=== Required task ===
Please reproduce every line of the data below word for word, with nothing left out or changed.

=== Extracted records ===
** Begin **

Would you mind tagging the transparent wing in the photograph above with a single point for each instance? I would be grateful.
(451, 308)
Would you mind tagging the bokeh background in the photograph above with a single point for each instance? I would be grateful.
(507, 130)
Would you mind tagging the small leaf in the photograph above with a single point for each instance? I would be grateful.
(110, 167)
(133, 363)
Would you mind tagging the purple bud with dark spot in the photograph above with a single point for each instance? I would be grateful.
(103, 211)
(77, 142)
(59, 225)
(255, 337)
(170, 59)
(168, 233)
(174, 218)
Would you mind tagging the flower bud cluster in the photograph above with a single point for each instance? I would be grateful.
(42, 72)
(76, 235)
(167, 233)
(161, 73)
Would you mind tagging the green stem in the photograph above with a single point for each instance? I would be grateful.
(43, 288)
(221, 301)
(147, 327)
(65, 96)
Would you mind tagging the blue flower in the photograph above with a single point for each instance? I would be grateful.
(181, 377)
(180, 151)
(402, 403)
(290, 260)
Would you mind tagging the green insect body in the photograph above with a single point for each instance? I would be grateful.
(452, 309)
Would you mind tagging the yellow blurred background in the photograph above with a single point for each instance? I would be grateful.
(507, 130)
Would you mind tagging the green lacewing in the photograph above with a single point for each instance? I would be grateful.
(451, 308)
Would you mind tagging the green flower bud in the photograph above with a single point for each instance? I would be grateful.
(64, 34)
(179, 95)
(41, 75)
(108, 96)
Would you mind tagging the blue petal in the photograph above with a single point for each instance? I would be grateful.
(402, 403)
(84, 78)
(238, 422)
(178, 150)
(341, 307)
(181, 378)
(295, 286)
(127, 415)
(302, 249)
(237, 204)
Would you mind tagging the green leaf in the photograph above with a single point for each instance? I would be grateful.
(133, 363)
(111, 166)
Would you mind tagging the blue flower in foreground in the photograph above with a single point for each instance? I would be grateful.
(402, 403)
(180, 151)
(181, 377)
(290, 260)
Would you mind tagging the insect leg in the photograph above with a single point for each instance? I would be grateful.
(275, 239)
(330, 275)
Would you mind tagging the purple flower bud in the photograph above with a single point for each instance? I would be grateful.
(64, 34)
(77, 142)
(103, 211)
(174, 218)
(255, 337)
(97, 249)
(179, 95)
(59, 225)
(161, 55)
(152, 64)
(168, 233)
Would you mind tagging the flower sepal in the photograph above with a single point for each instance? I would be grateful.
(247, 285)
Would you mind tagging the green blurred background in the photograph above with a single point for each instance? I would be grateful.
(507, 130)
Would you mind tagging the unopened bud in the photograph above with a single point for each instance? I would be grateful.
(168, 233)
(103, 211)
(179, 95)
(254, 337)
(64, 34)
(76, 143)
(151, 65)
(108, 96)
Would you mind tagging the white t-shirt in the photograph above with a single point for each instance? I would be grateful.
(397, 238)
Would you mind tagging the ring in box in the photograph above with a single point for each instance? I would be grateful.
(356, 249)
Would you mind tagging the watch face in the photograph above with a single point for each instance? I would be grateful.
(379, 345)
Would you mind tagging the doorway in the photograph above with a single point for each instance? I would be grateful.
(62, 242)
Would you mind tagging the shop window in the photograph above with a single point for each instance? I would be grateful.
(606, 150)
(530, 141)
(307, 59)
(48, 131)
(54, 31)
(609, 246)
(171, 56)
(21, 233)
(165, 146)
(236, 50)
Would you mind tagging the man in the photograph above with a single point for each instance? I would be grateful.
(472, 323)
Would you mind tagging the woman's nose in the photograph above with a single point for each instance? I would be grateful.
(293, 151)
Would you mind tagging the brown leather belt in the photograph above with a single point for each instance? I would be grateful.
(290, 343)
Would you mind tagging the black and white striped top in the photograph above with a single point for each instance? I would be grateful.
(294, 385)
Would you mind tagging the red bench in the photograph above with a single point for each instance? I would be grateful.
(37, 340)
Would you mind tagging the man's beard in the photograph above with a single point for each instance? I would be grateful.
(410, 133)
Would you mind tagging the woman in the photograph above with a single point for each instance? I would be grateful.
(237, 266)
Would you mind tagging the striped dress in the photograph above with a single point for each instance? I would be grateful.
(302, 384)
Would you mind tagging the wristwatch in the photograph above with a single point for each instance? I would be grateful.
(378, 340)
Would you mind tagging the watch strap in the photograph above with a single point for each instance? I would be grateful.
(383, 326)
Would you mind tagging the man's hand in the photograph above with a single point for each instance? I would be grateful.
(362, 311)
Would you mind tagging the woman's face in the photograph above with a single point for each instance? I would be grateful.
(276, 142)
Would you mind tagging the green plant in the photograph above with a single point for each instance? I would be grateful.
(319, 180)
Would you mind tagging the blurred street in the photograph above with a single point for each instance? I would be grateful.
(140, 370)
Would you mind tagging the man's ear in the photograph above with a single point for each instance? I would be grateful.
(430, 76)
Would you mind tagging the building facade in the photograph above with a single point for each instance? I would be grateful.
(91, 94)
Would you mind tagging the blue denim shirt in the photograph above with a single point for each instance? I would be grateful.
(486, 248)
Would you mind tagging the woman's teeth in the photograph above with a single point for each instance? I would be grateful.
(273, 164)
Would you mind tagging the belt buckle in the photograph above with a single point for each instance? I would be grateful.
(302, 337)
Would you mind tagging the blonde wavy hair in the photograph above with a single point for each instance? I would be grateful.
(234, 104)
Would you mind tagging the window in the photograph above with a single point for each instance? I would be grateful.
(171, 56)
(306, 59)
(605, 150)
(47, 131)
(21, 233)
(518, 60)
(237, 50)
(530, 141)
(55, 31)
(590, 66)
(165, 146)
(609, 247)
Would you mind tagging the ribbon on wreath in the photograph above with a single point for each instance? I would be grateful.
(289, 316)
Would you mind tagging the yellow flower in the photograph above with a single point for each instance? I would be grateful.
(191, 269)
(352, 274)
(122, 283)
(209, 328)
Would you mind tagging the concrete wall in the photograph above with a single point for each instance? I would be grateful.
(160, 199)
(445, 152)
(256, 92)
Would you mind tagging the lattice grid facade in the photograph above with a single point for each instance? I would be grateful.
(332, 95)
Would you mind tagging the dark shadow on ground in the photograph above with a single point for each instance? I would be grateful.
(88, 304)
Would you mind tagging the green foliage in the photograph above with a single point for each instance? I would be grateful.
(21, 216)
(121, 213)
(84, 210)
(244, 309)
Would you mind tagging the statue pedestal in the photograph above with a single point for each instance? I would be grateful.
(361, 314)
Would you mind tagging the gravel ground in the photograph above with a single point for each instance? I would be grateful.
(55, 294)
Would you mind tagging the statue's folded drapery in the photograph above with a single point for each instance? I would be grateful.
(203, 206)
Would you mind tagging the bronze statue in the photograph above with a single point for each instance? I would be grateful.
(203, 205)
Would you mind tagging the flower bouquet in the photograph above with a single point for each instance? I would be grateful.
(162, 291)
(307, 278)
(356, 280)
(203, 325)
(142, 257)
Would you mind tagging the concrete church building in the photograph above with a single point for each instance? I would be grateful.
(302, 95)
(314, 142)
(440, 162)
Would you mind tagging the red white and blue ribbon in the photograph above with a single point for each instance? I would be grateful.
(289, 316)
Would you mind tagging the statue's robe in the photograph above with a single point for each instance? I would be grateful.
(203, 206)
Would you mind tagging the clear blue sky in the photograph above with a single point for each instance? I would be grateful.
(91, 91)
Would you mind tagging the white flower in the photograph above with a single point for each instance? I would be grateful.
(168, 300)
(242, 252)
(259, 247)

** End **

=== Answer ===
Would you mind tagging the transparent wing in the photograph above with a single point for each instance? I would be grateful.
(451, 308)
Would you mind tagging the bokeh background in the photograph above with a single point for each instance? I would be grateful.
(507, 130)
Would you mind tagging the small leaf in the photograph above with a single point for each instance? I would be grateful.
(110, 167)
(133, 363)
Would you mind tagging the purple bud with dark spot in the photograph above with a single point for each instance? I would be grateful.
(103, 211)
(77, 142)
(59, 225)
(255, 337)
(170, 59)
(168, 233)
(174, 218)
Would you mind tagging the flower bud cluster in the photograph above with a single point for each instance? I would be grateful.
(42, 72)
(76, 235)
(167, 233)
(161, 73)
Would you mind tagging the green stem in the photograph above with a single point for each instance? I would be grateful.
(43, 288)
(221, 301)
(147, 327)
(65, 96)
Would you mind tagging the blue flower in the photograph above with a single point for each instance? I would be grateful.
(181, 377)
(180, 151)
(402, 403)
(290, 260)
Would you mind tagging the green insect body in the photograph above with a single point for each instance? I would be grateful.
(452, 309)
Would you mind tagging the yellow blurred background in the photograph above with a single point for each instance? I would be grateful.
(507, 130)
Would you mind tagging the green lacewing in the photograph above with a single point for each instance? I would be grateful.
(451, 308)
Would you mind tagging the green flower bud in the photograph above with a single point for each instance? I would be grateful.
(64, 34)
(179, 95)
(41, 75)
(108, 96)
Would you mind tagging the blue petal in the photograph above with a single point for each instance? I would be grateful.
(402, 403)
(84, 78)
(238, 422)
(178, 150)
(341, 307)
(181, 378)
(295, 286)
(127, 415)
(302, 249)
(237, 204)
Would you mind tagging the green leaf in the photograph above with a single point for each instance? I would be grateful.
(133, 363)
(111, 166)
Would you mind tagging the blue flower in foreground in the photograph above with a single point for each instance? I would be grateful.
(402, 403)
(180, 151)
(181, 377)
(290, 260)
Would you mind tagging the insect leg in the photograph above with a single point for each instance? I would be grateful.
(275, 239)
(330, 275)
Would you mind tagging the purple flower bud in the photograph above with a single point for each instance? I would be grateful.
(64, 34)
(77, 142)
(103, 211)
(174, 218)
(255, 337)
(97, 249)
(179, 95)
(59, 225)
(161, 55)
(152, 64)
(168, 233)
Would you mind tagging the flower sepal in the photograph above with a single point for each instance? I would be grateful.
(247, 285)
Would you mind tagging the green blurred background in the photograph above with a single point for each instance? I would be grateful.
(507, 130)
Would you mind tagging the unopened bud in the photograph above with a single point for each instance? I would be grateful.
(168, 233)
(103, 211)
(179, 95)
(254, 337)
(64, 34)
(76, 143)
(151, 65)
(108, 96)
Would you mind tagging the white t-shirt in the photograph above with a single point for each instance? I would be grateful.
(397, 238)
Would you mind tagging the ring in box in the photograph above with a single point for each instance? I would be grateful.
(356, 249)
Would you mind tagging the watch face in the photograph above with a single point for each instance? I would be grateful.
(379, 345)
Would you mind tagging the doorway in the photograph above with a single point for each instance? I would be grateful.
(62, 242)
Would you mind tagging the shop window in the photograph above with a single point for each instance? I would be grateful.
(606, 150)
(530, 141)
(307, 59)
(48, 131)
(54, 31)
(609, 246)
(171, 56)
(21, 233)
(165, 146)
(236, 50)
Would you mind tagging the man in the photograph above with a single point for each instance? I would be grateful.
(472, 323)
Would you mind tagging the woman's nose in the photograph above with a single point for each instance? I would be grateful.
(293, 151)
Would you mind tagging the brown leather belt in the photograph above with a single point for each instance? I would be grateful.
(290, 343)
Would you mind tagging the black and white striped top in the photograph above with a single point for each instance? I would be grateful.
(294, 385)
Would you mind tagging the red bench in the photograph above with a single point for each instance? I would be grateful.
(37, 340)
Would you mind tagging the man's beard in the photograph above with a single point for each instance? I would be grateful.
(410, 133)
Would you mind tagging the woman in the photograph above with a single point for each instance? I would be grateful.
(237, 266)
Would you mind tagging the striped dress in the photograph above with a single point for each instance? I would be grateful.
(302, 384)
Would you mind tagging the wristwatch in the photograph above with a single point for each instance? I would be grateful.
(378, 340)
Would you mind tagging the watch strap in the photograph above with a single point for each instance? I would be grateful.
(383, 326)
Would you mind tagging the man's hand in the photograph above with a single point for each instance? I would be grateful.
(362, 311)
Would you mind tagging the woman's face in the photograph above with a single point for each instance? I would be grateful.
(276, 142)
Would you mind tagging the green plant in the photograph above with a single point for each instance? I would be grateful.
(319, 180)
Would you mind tagging the blurred street in the photograph above with a single point for each instance? I would be grateful.
(140, 370)
Would you mind tagging the man's ear in the photograph above with a single point for each instance? I would be grateful.
(430, 76)
Would you mind tagging the building facade in the photograph above with a single point for each instance? I would be grateful.
(91, 94)
Would you mind tagging the blue denim shirt in the photograph above with a single point for each instance? I would be grateful.
(486, 248)
Would you mind tagging the woman's teeth in the photograph above with a single point for each instance? I would be grateful.
(273, 164)
Would you mind tagging the belt buckle in the photograph above with a single point for each instance? I would be grateful.
(302, 337)
Would you mind tagging the blonde wavy hair in the photograph above with a single point for each instance? I would be grateful.
(234, 104)
Would you mind tagging the window in the photograph above with a single point for each instance? I would be grateful.
(171, 56)
(306, 59)
(605, 150)
(47, 131)
(21, 233)
(518, 60)
(237, 50)
(530, 141)
(55, 31)
(590, 66)
(165, 146)
(609, 247)
Would you mind tagging the ribbon on wreath in the photograph above with a single point for each instance? I would be grateful.
(289, 316)
Would you mind tagging the yellow flower in the photograph above with a single point for each instance? I would be grateful.
(191, 269)
(352, 274)
(122, 283)
(209, 328)
Would you mind tagging the concrete wall in the photograph above with a single point for each instance? I would be grateful.
(160, 199)
(445, 152)
(256, 92)
Would you mind tagging the lattice grid facade in the photograph above with a single point for each instance? I would be grateful.
(332, 95)
Would you mind tagging the dark shadow on ground in the photograph above with a single point for each instance? I would be grateful.
(88, 304)
Would you mind tagging the green foliage in the photograph above with a single point for each instance? I would be grateful.
(21, 216)
(121, 213)
(84, 210)
(244, 309)
Would you mind tagging the statue pedestal in the photograph above with a single point for each instance? I would be grateful.
(361, 314)
Would you mind tagging the gravel ground in the photograph above with a single point for each instance? I would be grateful.
(55, 294)
Would you mind tagging the statue's folded drapery in the photograph above with a single point for each instance? I would be grateful.
(203, 206)
Would you mind tagging the bronze statue in the photograph above with a single point for each instance? I would be grateful.
(203, 205)
Would you mind tagging the flower bouquet in the photograph above with a single point for each instance? I would be grateful.
(162, 291)
(307, 278)
(356, 280)
(203, 325)
(142, 257)
Would you mind tagging the concrete church building in the photograph above with a single point for each instance? I would be grateful.
(302, 95)
(314, 142)
(440, 162)
Would you mind tagging the red white and blue ribbon in the photograph above with a single point for each instance? I would be grateful.
(289, 316)
Would you mind tagging the statue's robe in the photograph above with a single point for each instance? I would be grateful.
(203, 206)
Would you mind tagging the clear blue sky in the photograph above with a single point for each instance? I would be grateful.
(91, 91)
Would you mind tagging the white flower in the photograph above with a single point for each instance? I would be grateful.
(168, 300)
(242, 252)
(259, 247)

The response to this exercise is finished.